Only the lines from the one containing "For each instance of the staircase" through the end of the listing below belong in your answer; retype them exactly.

++++

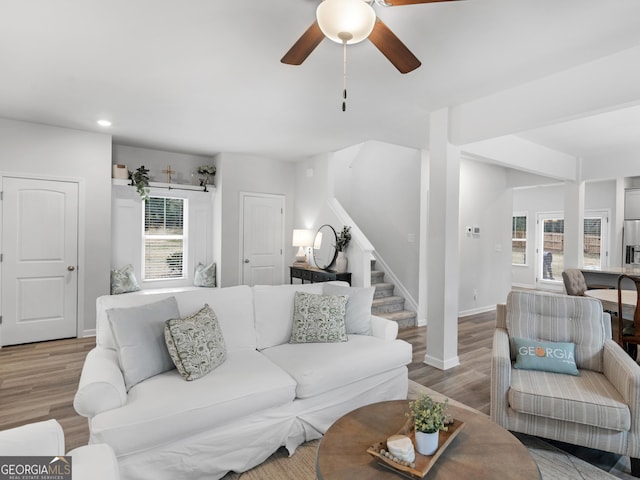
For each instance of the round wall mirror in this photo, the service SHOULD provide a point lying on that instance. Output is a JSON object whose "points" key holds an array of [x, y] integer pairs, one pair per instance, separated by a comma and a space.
{"points": [[324, 247]]}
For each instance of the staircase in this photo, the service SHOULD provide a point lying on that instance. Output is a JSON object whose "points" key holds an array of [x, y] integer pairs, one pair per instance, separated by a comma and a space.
{"points": [[386, 304]]}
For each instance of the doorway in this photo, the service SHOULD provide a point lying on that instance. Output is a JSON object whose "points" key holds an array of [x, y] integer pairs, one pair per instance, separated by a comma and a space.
{"points": [[39, 263], [262, 239]]}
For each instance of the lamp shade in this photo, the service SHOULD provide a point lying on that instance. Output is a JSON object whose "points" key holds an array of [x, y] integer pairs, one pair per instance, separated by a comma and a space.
{"points": [[349, 21], [302, 238]]}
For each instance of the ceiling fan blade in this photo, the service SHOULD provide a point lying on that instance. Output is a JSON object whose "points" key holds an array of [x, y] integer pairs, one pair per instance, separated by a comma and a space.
{"points": [[393, 48], [398, 3], [300, 50]]}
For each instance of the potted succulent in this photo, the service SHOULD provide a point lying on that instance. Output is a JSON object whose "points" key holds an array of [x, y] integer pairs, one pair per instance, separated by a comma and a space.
{"points": [[342, 242], [428, 417], [206, 171], [140, 179]]}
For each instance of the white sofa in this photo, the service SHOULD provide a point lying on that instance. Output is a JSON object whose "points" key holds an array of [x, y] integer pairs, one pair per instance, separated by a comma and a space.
{"points": [[46, 439], [268, 393]]}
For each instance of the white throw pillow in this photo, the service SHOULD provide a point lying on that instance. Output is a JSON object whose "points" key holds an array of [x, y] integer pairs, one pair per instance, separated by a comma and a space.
{"points": [[358, 316], [139, 336]]}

++++

Solution:
For each instance of the staircase in this photo, the service SHOULD provide a point lying on that instance. Output is a JSON object whose "points" key holds an array of [x, y] integer pairs, one pair per instance, separated by a comma and a space.
{"points": [[386, 304]]}
For each instance of the doorway in this photo, the service SHOULD provide a point lying on that instance. Output is a JSON object whose "points" key holds an array of [x, y] integer pairs, one pair per instance, separated by a comma and a space.
{"points": [[39, 263], [262, 239]]}
For each instance of the lamp shade in this photo, the service SHOULD provide a point lying on that instance. Output is a JSON object whose "points" key holds an array of [x, y] integer pairs, one pair per instance, separated by a comma and a space.
{"points": [[349, 21], [302, 238]]}
For each instance of the ceiling fan blade in this photo, the service SHOULD provide a point lying on that instance. Output is a JSON object whose "points" key holds an array of [x, y] integer pairs, one pair per instance, separated by a comma and a space.
{"points": [[393, 48], [398, 3], [300, 50]]}
For each instance of the potted succulent in this photo, the service SHOULD provide a point lying on that instance. Output is a JSON object whose "points" key holds an array of [x, y] integer pairs, one pair per instance, separated by a comma and a space.
{"points": [[342, 242], [428, 417], [206, 171], [140, 179]]}
For each instance of the white sofa in this photo, the service SHOULD provide a point lying on that instance. Output is a JSON object whose "points" key holds an array of [x, y] integer pairs, one pair per instance, separated by a comma and a space.
{"points": [[46, 439], [268, 393]]}
For each instance of the white throw pillow in this photo, the service SHOULD provide a point lying on that instance. Output is a JSON object whose "points" key holds an array of [x, y] integer pairs, one pair per instance, separated by a comma and a space.
{"points": [[358, 316], [139, 336]]}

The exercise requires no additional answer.